- _SET PROBLEM_
Write out every record below exactly as it appears.

- _RECORD SET_
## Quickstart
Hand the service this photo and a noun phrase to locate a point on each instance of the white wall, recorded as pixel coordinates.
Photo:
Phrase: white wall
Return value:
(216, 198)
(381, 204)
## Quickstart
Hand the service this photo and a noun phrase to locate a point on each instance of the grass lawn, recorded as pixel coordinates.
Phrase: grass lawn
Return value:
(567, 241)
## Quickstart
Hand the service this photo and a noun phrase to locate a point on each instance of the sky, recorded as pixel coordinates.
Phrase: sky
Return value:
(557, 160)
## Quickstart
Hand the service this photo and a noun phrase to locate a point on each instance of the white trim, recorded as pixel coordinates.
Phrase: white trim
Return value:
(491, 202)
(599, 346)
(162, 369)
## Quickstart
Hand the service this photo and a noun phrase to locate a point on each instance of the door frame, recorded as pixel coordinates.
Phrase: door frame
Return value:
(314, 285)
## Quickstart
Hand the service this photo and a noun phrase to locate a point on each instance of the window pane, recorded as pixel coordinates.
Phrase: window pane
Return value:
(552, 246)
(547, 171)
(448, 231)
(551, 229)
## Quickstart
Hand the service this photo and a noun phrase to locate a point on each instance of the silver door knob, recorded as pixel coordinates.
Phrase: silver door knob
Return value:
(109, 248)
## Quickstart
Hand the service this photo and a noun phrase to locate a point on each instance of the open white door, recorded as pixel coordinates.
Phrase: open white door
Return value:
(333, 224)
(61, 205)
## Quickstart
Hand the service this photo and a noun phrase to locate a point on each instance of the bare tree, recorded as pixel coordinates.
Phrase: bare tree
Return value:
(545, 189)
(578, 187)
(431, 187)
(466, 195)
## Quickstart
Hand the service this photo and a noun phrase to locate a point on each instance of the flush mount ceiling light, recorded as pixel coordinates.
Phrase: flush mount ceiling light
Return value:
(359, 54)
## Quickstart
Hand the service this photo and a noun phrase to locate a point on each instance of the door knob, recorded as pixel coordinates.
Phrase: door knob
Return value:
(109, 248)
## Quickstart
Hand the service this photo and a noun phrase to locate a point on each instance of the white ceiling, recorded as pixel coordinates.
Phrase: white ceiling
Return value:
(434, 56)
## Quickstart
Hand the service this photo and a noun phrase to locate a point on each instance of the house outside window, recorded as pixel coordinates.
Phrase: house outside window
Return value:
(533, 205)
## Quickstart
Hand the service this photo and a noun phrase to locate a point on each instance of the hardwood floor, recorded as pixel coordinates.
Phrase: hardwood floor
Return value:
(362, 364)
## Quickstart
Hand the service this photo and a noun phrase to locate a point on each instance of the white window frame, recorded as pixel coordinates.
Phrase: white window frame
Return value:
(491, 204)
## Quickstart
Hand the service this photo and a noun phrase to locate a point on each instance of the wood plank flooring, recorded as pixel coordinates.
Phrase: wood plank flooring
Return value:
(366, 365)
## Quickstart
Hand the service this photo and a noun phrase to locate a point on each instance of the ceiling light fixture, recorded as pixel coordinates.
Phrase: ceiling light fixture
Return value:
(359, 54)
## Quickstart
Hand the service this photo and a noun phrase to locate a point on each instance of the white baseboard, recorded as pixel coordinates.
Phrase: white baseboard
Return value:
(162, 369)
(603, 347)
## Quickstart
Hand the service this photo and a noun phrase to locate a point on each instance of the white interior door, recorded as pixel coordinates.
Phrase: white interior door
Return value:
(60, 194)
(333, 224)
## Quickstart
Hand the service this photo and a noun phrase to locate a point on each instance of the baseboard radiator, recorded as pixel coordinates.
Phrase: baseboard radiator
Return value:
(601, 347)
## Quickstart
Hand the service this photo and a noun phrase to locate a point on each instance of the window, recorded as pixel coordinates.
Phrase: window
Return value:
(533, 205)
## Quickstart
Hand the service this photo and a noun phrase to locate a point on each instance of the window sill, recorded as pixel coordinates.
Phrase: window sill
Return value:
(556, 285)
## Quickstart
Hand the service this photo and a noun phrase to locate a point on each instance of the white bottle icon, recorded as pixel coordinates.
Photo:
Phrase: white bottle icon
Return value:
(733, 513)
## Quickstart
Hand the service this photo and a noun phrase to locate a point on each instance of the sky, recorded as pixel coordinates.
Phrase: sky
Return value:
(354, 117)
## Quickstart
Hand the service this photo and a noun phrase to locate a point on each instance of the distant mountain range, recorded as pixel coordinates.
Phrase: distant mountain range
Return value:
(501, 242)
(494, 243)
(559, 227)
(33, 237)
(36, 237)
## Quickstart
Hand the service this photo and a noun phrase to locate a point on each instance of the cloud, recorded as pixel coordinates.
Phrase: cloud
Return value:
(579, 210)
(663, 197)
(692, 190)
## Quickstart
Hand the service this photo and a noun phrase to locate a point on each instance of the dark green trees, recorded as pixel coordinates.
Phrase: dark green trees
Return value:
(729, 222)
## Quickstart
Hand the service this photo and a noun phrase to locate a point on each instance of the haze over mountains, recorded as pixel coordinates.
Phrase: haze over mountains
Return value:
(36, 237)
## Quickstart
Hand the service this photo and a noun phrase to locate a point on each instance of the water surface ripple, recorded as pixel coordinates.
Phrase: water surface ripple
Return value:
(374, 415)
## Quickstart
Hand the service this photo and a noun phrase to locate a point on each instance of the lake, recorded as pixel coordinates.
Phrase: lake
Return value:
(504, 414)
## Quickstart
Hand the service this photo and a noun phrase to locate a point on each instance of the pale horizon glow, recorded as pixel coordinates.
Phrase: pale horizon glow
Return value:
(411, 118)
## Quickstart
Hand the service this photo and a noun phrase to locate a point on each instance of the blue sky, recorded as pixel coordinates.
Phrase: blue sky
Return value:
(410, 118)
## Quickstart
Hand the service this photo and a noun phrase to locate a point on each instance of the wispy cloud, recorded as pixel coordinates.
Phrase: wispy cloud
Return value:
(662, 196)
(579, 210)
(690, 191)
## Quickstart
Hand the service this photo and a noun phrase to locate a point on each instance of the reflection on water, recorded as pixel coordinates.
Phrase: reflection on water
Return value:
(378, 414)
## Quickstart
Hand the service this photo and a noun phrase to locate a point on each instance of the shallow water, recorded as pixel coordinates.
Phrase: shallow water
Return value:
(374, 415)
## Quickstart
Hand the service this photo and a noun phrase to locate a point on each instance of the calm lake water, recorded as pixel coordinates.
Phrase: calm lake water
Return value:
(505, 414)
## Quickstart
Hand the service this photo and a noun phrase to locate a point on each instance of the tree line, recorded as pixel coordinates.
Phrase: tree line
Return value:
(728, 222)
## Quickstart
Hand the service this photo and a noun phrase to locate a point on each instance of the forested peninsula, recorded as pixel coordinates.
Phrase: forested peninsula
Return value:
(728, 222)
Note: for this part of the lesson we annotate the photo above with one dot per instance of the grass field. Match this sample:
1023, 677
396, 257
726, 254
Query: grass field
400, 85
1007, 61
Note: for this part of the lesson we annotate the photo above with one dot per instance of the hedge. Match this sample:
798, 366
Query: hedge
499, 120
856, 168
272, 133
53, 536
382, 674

- _TASK ANSWER_
## Quickstart
Hand the service this photo and a noun phrase to locate a point on each instance of the white wall, recorded as pixel coordinates.
Photo:
Phrase: white wall
Return value:
(216, 198)
(381, 204)
## Quickstart
Hand the service this photo and a noun phrase to locate a point on each instance of the grass lawn, recorded as pixel coordinates.
Phrase: grass lawn
Return value:
(567, 241)
## Quickstart
Hand the service this photo and a noun phrase to locate a point on each instance of the sky, recorded as pixel coordinates.
Phrase: sky
Return value:
(557, 160)
## Quickstart
Hand the service this photo and a noun phrase to locate a point on each instance of the white trim, recorded as pixel coordinates.
Phrase: white trim
Return value:
(491, 202)
(599, 346)
(162, 369)
## Quickstart
Hand the service this photo and a noun phrase to locate a point on each instance of the door frame, recorded as pixel coordinates.
Phrase: door frame
Return value:
(314, 285)
## Quickstart
Hand the service this photo and a noun phrase to locate a point on each instance of the window pane, recorded as pixel coordinates.
Phrase: window pane
Return value:
(552, 246)
(547, 171)
(448, 231)
(551, 229)
## Quickstart
Hand the service this photo and a noun phrase to locate a point on each instance of the silver door knob, recorded as pixel coordinates.
Phrase: silver door knob
Return value:
(109, 248)
## Quickstart
Hand the service this photo and a noun phrase to locate a point on each instance of the open white door, recorded as pixel coordinates.
Phrase: open white door
Return value:
(333, 224)
(61, 205)
## Quickstart
Hand the service this photo and a noun phrase to locate a point on each instance of the bare tree, recorded as pixel coordinates.
Phrase: bare tree
Return value:
(545, 189)
(578, 187)
(431, 187)
(466, 195)
## Quickstart
Hand the service this photo and a noun phrase to locate a point on each instance of the flush mount ceiling light, recorded as pixel coordinates.
Phrase: flush mount ceiling light
Return value:
(359, 54)
## Quickstart
Hand the service this photo and a noun phrase to locate a point on each instance of the door knob, recorded as pixel coordinates.
Phrase: door knob
Return value:
(109, 248)
## Quickstart
Hand the service this photo and a noun phrase to locate a point on each instance of the white ceiling, recorded as pixel coordinates.
Phrase: white ceiling
Return value:
(434, 56)
## Quickstart
Hand the service this photo and a noun phrase to locate a point on each instance of the house outside window, recorded as pixel coordinates.
Phrase: house outside window
Return value:
(533, 205)
## Quickstart
Hand the service this photo and a noun phrase to locate a point on each instance of the hardwood floor, recorded as pixel coordinates.
Phrase: hardwood floor
Return value:
(362, 364)
## Quickstart
Hand the service this photo and a noun phrase to locate a point on each instance of the white window frame, recorded as pixel coordinates.
Phrase: white window frame
Return value:
(491, 204)
## Quickstart
Hand the service this photo and a noun phrase to locate a point on each instance of the wood plank flooring, recorded as pixel coordinates.
Phrase: wood plank flooring
Return value:
(366, 365)
## Quickstart
Hand the service this photo and a noun phrase to locate a point on each instance of the ceiling light fixture, recorded as pixel coordinates.
Phrase: ceiling light fixture
Return value:
(359, 54)
## Quickstart
Hand the service this photo and a noun phrase to locate a point on each instance of the white baseboard, recorded as pixel coordinates.
Phrase: white baseboard
Return value:
(162, 369)
(603, 347)
## Quickstart
Hand the service this photo and a noun phrase to locate a point on each instance of the white interior door, recorded as pixel coordinates.
Phrase: white interior door
Return value:
(60, 194)
(333, 224)
## Quickstart
Hand the service this photo and a noun phrase to locate a point on each instance of the baseboard radiator, recorded as pixel coordinates.
Phrase: baseboard radiator
Return value:
(601, 347)
## Quickstart
Hand the service this photo and a noun phrase to locate a point on each instance of the window, recorded as pixel coordinates.
Phrase: window
Return value:
(533, 205)
## Quickstart
Hand the service this photo and a noun phrase to locate a point on each instance of the window sill, recorded as pixel coordinates.
Phrase: window sill
Return value:
(556, 285)
## Quickstart
Hand the service this photo and a noun phrase to locate a point on each instance of the white bottle icon, recorded as pixel coordinates.
Photo:
Phrase: white bottle icon
Return value:
(733, 513)
## Quickstart
Hand the service this photo and a noun phrase to locate a point on each instance of the sky, recorded as pixel coordinates.
Phrase: sky
Return value:
(354, 117)
## Quickstart
Hand the service this photo and a noun phrase to locate a point on each instance of the distant mountain range, recorded as pixel coordinates.
Phrase: distant mountain range
Return value:
(501, 242)
(494, 243)
(559, 227)
(33, 237)
(36, 237)
## Quickstart
Hand the service this photo and a noun phrase to locate a point on each instance of the cloud, recorded as pixel coordinates.
Phrase: cloud
Return value:
(579, 210)
(663, 197)
(692, 190)
## Quickstart
Hand the service this photo and a noun phrase to locate a point on each instance of the dark green trees, recorded as pixel coordinates.
Phrase: dark green trees
Return value:
(729, 222)
## Quickstart
Hand the service this photo and a noun phrase to locate a point on each instance of the haze over mountains, recorded as pixel coordinates.
Phrase: haze over mountains
Return value:
(36, 237)
## Quickstart
Hand the service this photo and a noun phrase to locate a point on each instance of the water surface ripple, recorded as pixel coordinates.
Phrase: water surface ripple
Return value:
(374, 415)
## Quickstart
Hand the service this photo and a noun phrase to locate a point on each instance of the lake, recorded as pixel coordinates.
Phrase: lake
Return value:
(504, 414)
## Quickstart
Hand the service this photo and a noun phrase to locate a point on each instance of the pale horizon glow, recorded as pixel coordinates.
Phrase: pale horizon glow
Return value:
(411, 118)
## Quickstart
Hand the service this photo and a noun phrase to locate a point on each instance of the blue sky, recorded as pixel coordinates.
Phrase: blue sky
Return value:
(410, 118)
## Quickstart
Hand the service this photo and a noun phrase to locate a point on each instance of the wispy cloud, recorded as pixel coordinates.
Phrase: wispy cloud
Return value:
(662, 196)
(579, 210)
(690, 191)
## Quickstart
Hand the service this photo and a noun phrase to locate a point on each instance of the reflection on water, recorded as pixel coordinates.
Phrase: reflection on water
Return value:
(378, 414)
## Quickstart
Hand the service this photo and a noun phrase to locate a point on each instance of the shallow water, recorded as pixel coordinates.
Phrase: shallow water
Return value:
(374, 415)
## Quickstart
Hand the service this photo and a noun phrase to locate a point on each instance of the calm lake water, recorded as pixel coordinates.
Phrase: calm lake water
Return value:
(505, 414)
## Quickstart
Hand the service this photo and a noun phrase to locate a point on each instance of the tree line, recorded as pixel coordinates.
Phrase: tree line
Return value:
(728, 222)
## Quickstart
Hand the service this photo and a noun phrase to locate a point on each instance of the forested peninsula, recorded as pixel coordinates.
Phrase: forested peninsula
Return value:
(728, 222)
Note: for this part of the lesson we annotate the photo above with one dot per instance of the grass field. Match this sample:
1023, 677
396, 257
726, 254
Query: grass field
400, 85
1007, 61
Note: for this part of the lesson we annotate the photo above with one dot per instance of the hedge. Match this sample:
798, 366
Query: hedge
499, 120
856, 168
272, 133
53, 536
382, 674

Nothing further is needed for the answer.